- [文档节选]
·····
Joint Attention_CTC

发表于 2019-07-13 更新于 2026-01-02 分类于 cpp

Joint CTC-Attention

是一篇16年的文章，Joint CTC-Attention based End-to-End Speech Recognition using Multi-task Learning

作者说Attention有个问题，没有CTC一样从左到右的限制，所以不好对齐，weak on noisy speech，也不好训练，所以在训练的时候，把CTC也加进去，$\alpha$取0.2的时候效果最好
$$
L=\alpha L_{ctc} + (1-\alpha) L_{att}
$$
但是预测的时候没有ctc，还是用Attention做decoding

CTC Beam Search

看的是这里，CTC 有两种decoding的方法，一种是最简单的，直接取最大值，叫max decoding或叫greedy decoding。但是这么做有两个问题。

但是这么做其实已经做了近似，理论上的做法应该是这样的。遍历所有可能的路径，计算出每一条路径的概率值，然后把结果一致的路径的概率加起来，选择概率最大的那个结果，就是最终的结果。但是路径太多了，不能这么暴力。
max decoding不能结合语义。

主要变量是Pb和Pnb，Pb[t][l], is the probability that a prefix, l, at a specific time step, t, originates from one or more paths ending in the blank token

think of a language model as a function taking a sentence as input, which is often only partly constructed, and returning the probability of the last word given all the previous words.

from collections import defaultdict, Counter
from string import ascii_lowercase
import re
import numpy as np

def prefix_beam_search(ctc, lm=None, k=25, alpha=0.30, beta=5, prune=0.001):
	"""
	Performs prefix beam search on the output of a CTC network.
·····
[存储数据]

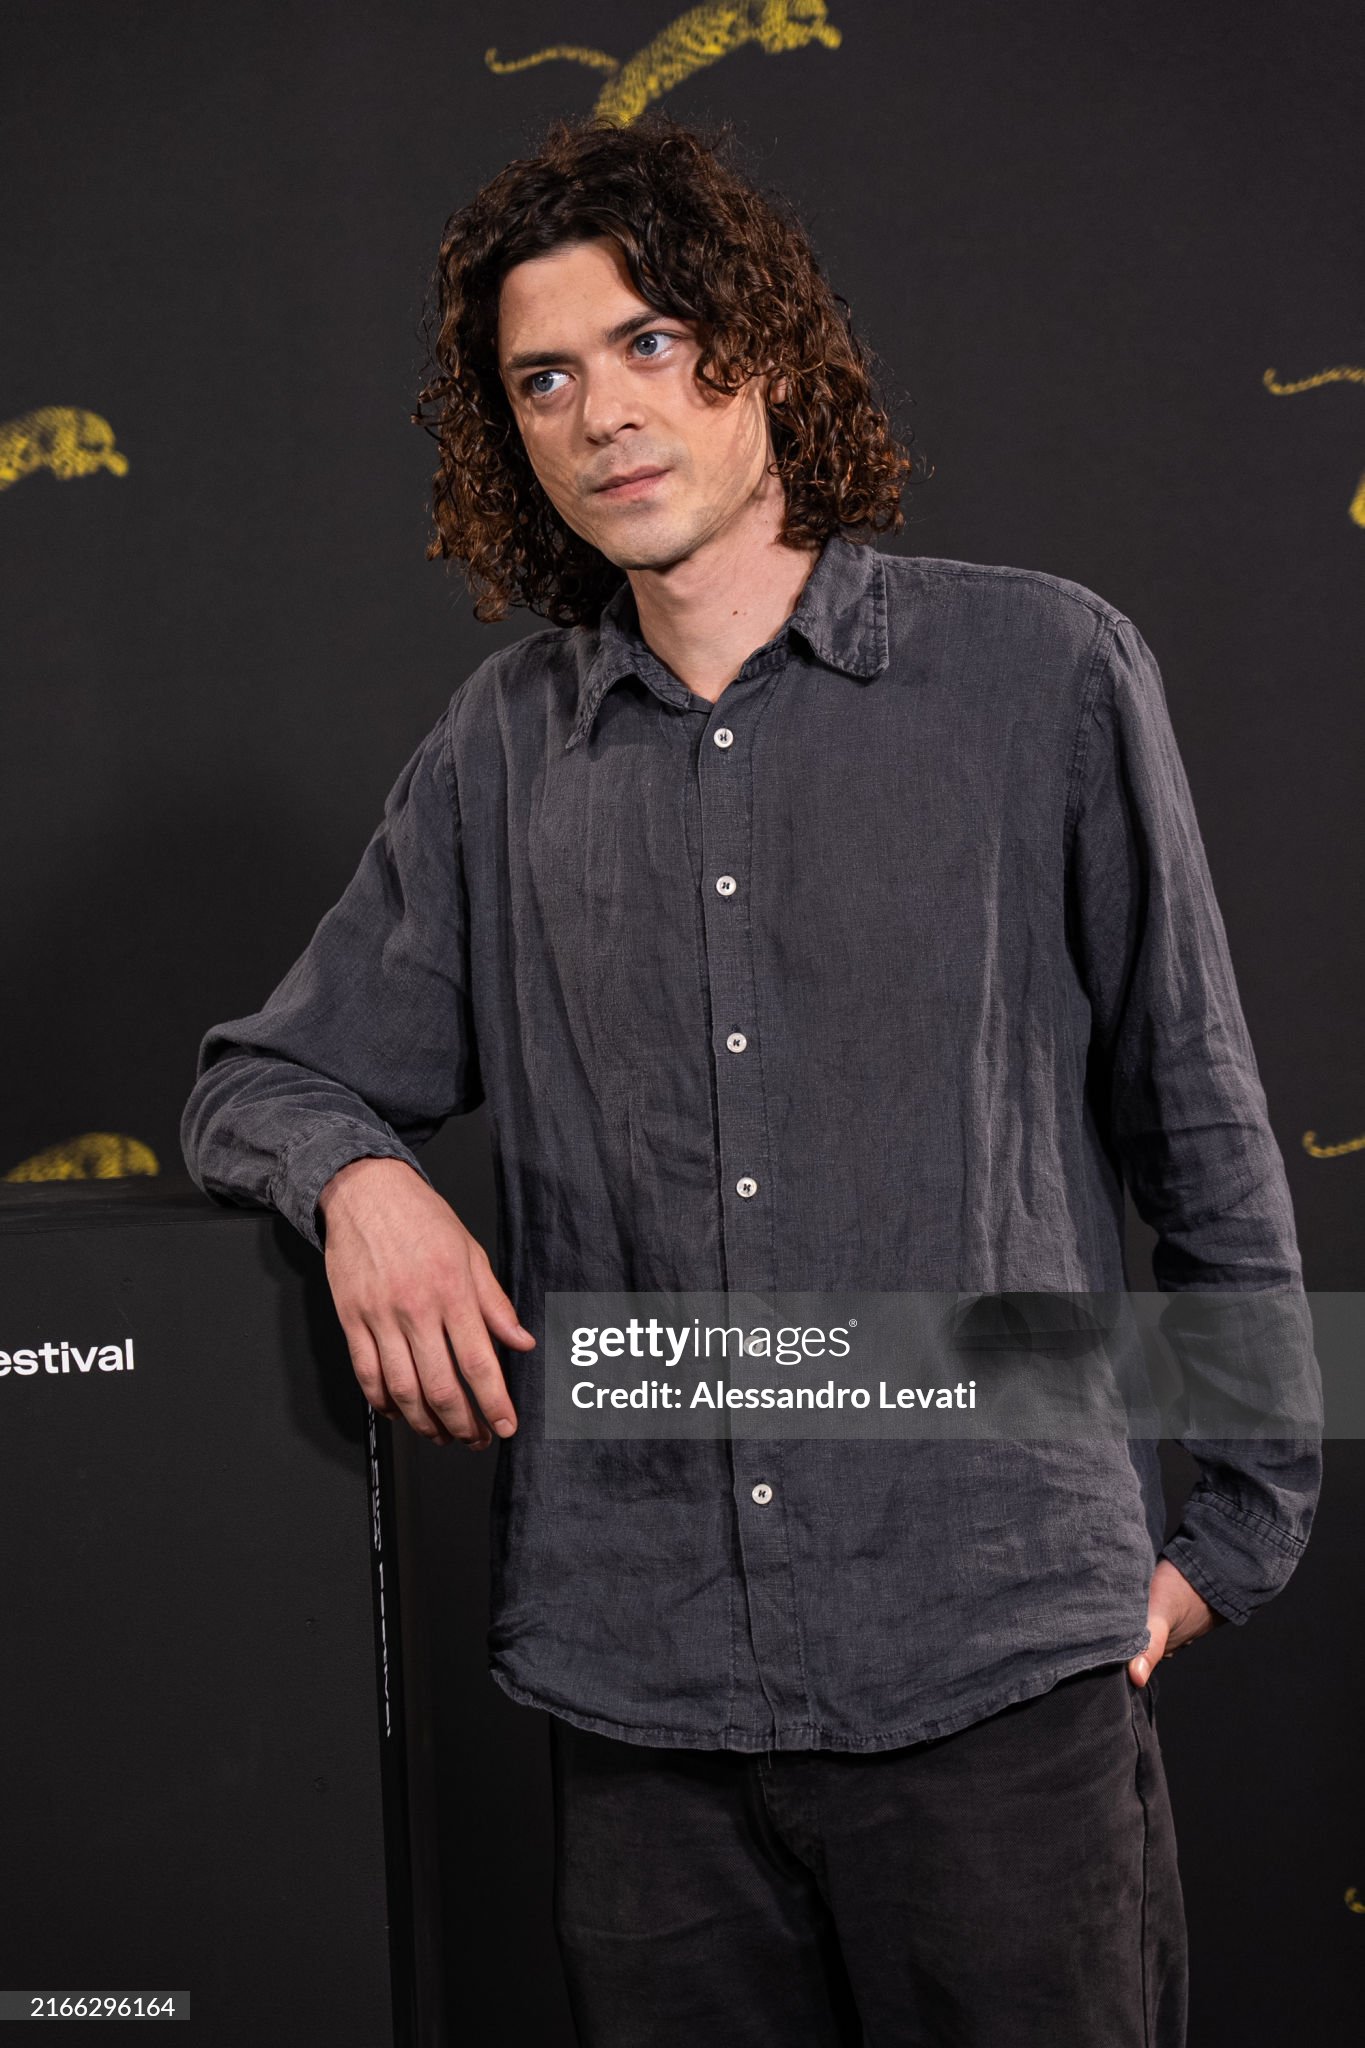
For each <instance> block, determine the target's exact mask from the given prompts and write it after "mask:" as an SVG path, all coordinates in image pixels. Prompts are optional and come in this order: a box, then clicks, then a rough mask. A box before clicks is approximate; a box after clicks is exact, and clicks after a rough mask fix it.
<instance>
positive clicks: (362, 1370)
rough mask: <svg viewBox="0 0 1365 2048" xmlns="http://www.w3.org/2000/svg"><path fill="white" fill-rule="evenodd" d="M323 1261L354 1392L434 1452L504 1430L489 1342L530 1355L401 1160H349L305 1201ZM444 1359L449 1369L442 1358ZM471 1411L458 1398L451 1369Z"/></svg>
mask: <svg viewBox="0 0 1365 2048" xmlns="http://www.w3.org/2000/svg"><path fill="white" fill-rule="evenodd" d="M317 1208H319V1210H321V1214H323V1219H325V1241H323V1260H325V1268H327V1284H329V1286H332V1300H334V1303H336V1313H338V1319H340V1323H342V1329H344V1331H346V1343H348V1346H350V1362H352V1366H354V1372H356V1378H358V1380H360V1391H362V1393H364V1399H366V1401H368V1403H370V1407H372V1409H377V1413H381V1415H389V1417H395V1419H397V1417H399V1415H405V1417H407V1421H409V1423H411V1427H413V1430H415V1432H417V1436H428V1438H432V1442H436V1444H450V1442H454V1440H456V1438H458V1440H460V1442H463V1444H465V1446H467V1448H469V1450H485V1448H487V1446H489V1444H491V1442H493V1438H491V1436H489V1427H487V1425H489V1423H491V1425H493V1430H497V1434H499V1436H512V1432H514V1430H516V1409H514V1407H512V1397H510V1395H508V1382H505V1380H503V1374H501V1366H499V1364H497V1354H495V1350H493V1343H491V1337H489V1331H491V1335H493V1337H501V1339H503V1341H505V1343H516V1346H520V1348H522V1350H530V1348H534V1341H536V1339H534V1337H532V1333H530V1331H528V1329H522V1325H520V1323H518V1315H516V1309H514V1307H512V1303H510V1300H508V1296H505V1294H503V1290H501V1288H499V1284H497V1280H495V1278H493V1268H491V1264H489V1255H487V1251H485V1249H483V1245H481V1243H479V1241H477V1237H471V1233H469V1231H467V1229H465V1225H463V1223H460V1219H458V1217H456V1214H454V1210H452V1208H450V1204H448V1202H442V1198H440V1196H438V1194H436V1190H434V1188H430V1186H428V1182H426V1180H424V1178H422V1174H413V1169H411V1167H409V1165H407V1161H405V1159H352V1161H350V1163H348V1165H344V1167H342V1169H340V1174H334V1176H332V1180H329V1182H327V1186H325V1188H323V1190H321V1194H319V1198H317ZM452 1350H454V1360H452V1358H450V1352H452ZM456 1364H458V1368H460V1372H463V1374H465V1378H467V1380H469V1384H471V1386H473V1391H475V1395H477V1401H479V1405H477V1407H475V1405H473V1403H471V1399H469V1393H467V1389H465V1386H463V1382H460V1372H456V1370H454V1366H456Z"/></svg>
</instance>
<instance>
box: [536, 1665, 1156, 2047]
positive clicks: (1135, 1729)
mask: <svg viewBox="0 0 1365 2048" xmlns="http://www.w3.org/2000/svg"><path fill="white" fill-rule="evenodd" d="M1154 1692H1156V1677H1150V1679H1148V1683H1146V1686H1142V1688H1138V1686H1134V1683H1132V1681H1130V1677H1128V1667H1126V1665H1119V1663H1109V1665H1099V1667H1097V1669H1093V1671H1074V1673H1072V1675H1070V1677H1064V1679H1060V1681H1058V1683H1056V1686H1054V1688H1052V1690H1050V1692H1046V1694H1040V1696H1038V1698H1036V1700H1021V1702H1015V1704H1013V1706H1007V1708H1003V1710H1001V1712H999V1714H993V1716H988V1718H986V1720H978V1722H974V1724H972V1726H970V1729H958V1733H956V1735H948V1737H941V1739H937V1741H927V1743H911V1745H909V1747H905V1749H886V1751H868V1753H864V1755H837V1753H821V1751H800V1753H794V1755H792V1753H784V1751H774V1753H772V1755H757V1757H741V1755H724V1753H722V1751H712V1753H700V1751H677V1749H669V1747H659V1749H641V1747H639V1745H634V1743H620V1741H612V1739H610V1737H606V1735H598V1733H593V1731H587V1729H575V1726H571V1724H569V1722H567V1720H563V1718H559V1716H551V1718H548V1720H546V1726H548V1743H551V1788H553V1802H555V1886H553V1907H555V1935H557V1942H559V1952H561V1960H563V1966H565V1987H567V1991H569V2007H571V2013H573V2021H575V2028H577V2038H579V2040H581V2042H591V2048H639V2044H641V2042H649V2048H692V2044H694V2042H704V2040H714V2042H724V2048H792V2044H796V2042H800V2048H872V2044H876V2048H929V2044H933V2048H982V2044H1009V2048H1185V2021H1187V2005H1189V1937H1187V1927H1185V1896H1183V1888H1181V1874H1179V1868H1177V1839H1175V1823H1173V1817H1171V1794H1169V1788H1166V1772H1164V1763H1162V1755H1160V1743H1158V1737H1156V1700H1154ZM661 1843H667V1853H661Z"/></svg>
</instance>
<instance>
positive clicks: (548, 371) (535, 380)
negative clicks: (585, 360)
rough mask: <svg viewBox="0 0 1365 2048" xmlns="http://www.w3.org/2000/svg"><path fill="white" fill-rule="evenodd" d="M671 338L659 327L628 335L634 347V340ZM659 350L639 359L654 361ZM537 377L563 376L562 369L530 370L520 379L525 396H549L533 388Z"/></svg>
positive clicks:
·····
- [任务 1] 请从上方的文档节选中，原样摘出从"from collections import"开始、直到"a CTC network."为止（包括"a CTC network."）的这一段。
- [任务 2] 把上方记录从开头起到含"positive clicks: (362, 1370)"的那一行为止（含该行）重新写出，将其中的"positive clicks"改为"foreground clicks"，其余不变，图片不要写入答案。

- [最终答案 1]
from collections import defaultdict, Counter
from string import ascii_lowercase
import re
import numpy as np

def prefix_beam_search(ctc, lm=None, k=25, alpha=0.30, beta=5, prune=0.001):
	"""
	Performs prefix beam search on the output of a CTC network.

- [最终答案 2]
For each <instance> block, determine the target's exact mask from the given prompts and write it after "mask:" as an SVG path, all coordinates in image pixels. Prompts are optional and come in this order: a box, then clicks, then a rough mask. A box before clicks is approximate; a box after clicks is exact, and clicks after a rough mask fix it.
<instance>
foreground clicks: (362, 1370)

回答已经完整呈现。